• Görevler
(1) Kosova metnine göre Üsküp ile Priştine arası kaç kilometredir?
(2) Listedeki satırların tamamını, "snowy slope" ifadesi yerine "snow-covered hillside" yazılmış ve geri kalan her şey aynı bırakılmış olarak güncelleyip yeniden ver. Resimleri yanıta koyma.

==== Metin ====

Kosova, 2 milyon kadar nüfusu olan bir yer. % 85’i Arnavut, diğerleri Türk ve Sırp. Makedonya’ya göre daha yüksek ve serin. Meşhur Kosova Meydan Savaşı’nın yapıldığı bölge. Başkenti Priştine. Para birimi avro. 1999 yılında bağımsızlığa kavuşmuş. Şar Dağlarının diğer tarafında, kış turizminin de yapıldığı bir ülke. Arnavutluk, Makedonya, Kosova’nın ortak dağları olan Şar Dağlarında Goronlar var. Sırpça konuşur ama müslüman. Çalışkanlıkları ve pintilikleri ile bilinir, kebapçılık işiyle meşguller.

Priştine, Üsküp gibi yangın ve benzeri zulümleri yaşamış. Üsküp Priştine arası 90 kilometre. Beş yüz bin nüfusu var. Halkın durumu fakir. Şimdilerde biraz daha iyiymiş. Elektrik kesintileri çok. Kosova’nın sanayi damarlarından biri olan Trepçe kurşun ve çinko maden ocağı Mitroviça yakınlarındadır. Bu ocak, kaliteli kurşun ve çinko rezervleri sebebiyle işgal güçlerince göz dikilen bir ocak. Bugün de Sırpların kontrolünde.

Priştine, I. Murad Hüdâvendigâr’ın Kosova Meydan Savaşı’nı yaptığı meydanın yanında. Padişah’ın, 1389’da 60 bin kişilik bir orduyla 100 bin kişilik haçlı ordusunu yenip, daha sonra muharebe meydanında gezerken yaralı Sırp askeri Miloš Obilić tarafından şehid edildiği, tarihte Çanakkale Savaşı hariç en çok şehid verdiğimiz yerlerden biri. I. Murad’ın iç organları burada bulunan türbeye, vücudu da Bursa’ya getirilip defnediliyor. Meşhed-i Hüdâvendigâr, TİKA tarafından restore edilmiş, güzel ve mânevî bir yer. Burası Türk bayrağının nazlı nazlı dalgalandığı bir Türk toprağı. Fatih ve Yavuz zamanında da kullanılmış. Osmanlı’nın son zamanlarında Sultan Reşad tarafından ziyaret edilmiş.

==== Kayıtlı Veriler ====

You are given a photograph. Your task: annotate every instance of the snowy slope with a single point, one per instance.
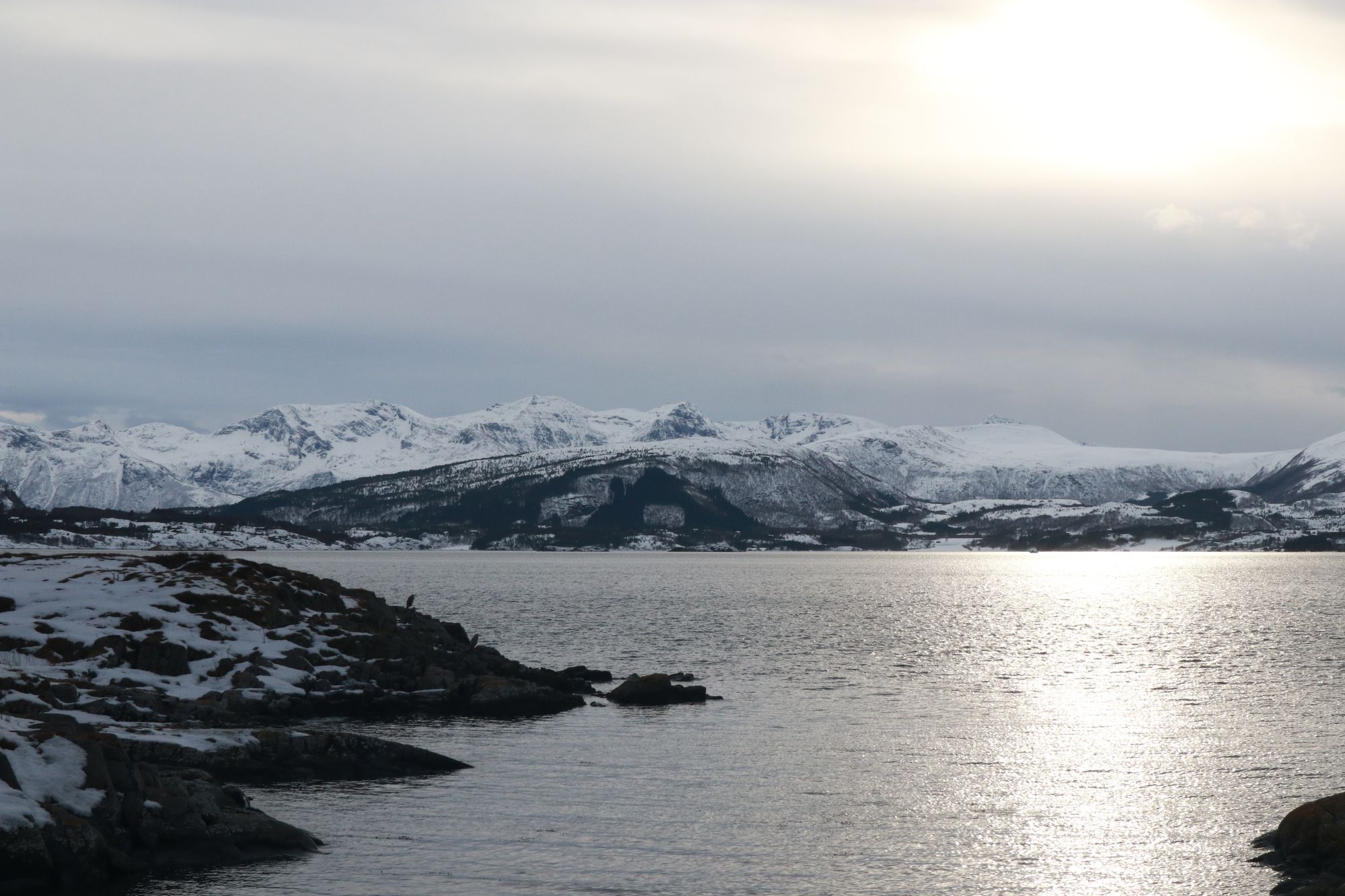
(92, 467)
(1004, 459)
(1317, 470)
(310, 446)
(699, 482)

====

• Görevlere Göre Yanıtlar
(1) 90 kilometredir.

(2)
You are given a photograph. Your task: annotate every instance of the snow-covered hillside with a single point, one per instance.
(92, 467)
(1004, 459)
(1317, 470)
(310, 446)
(699, 482)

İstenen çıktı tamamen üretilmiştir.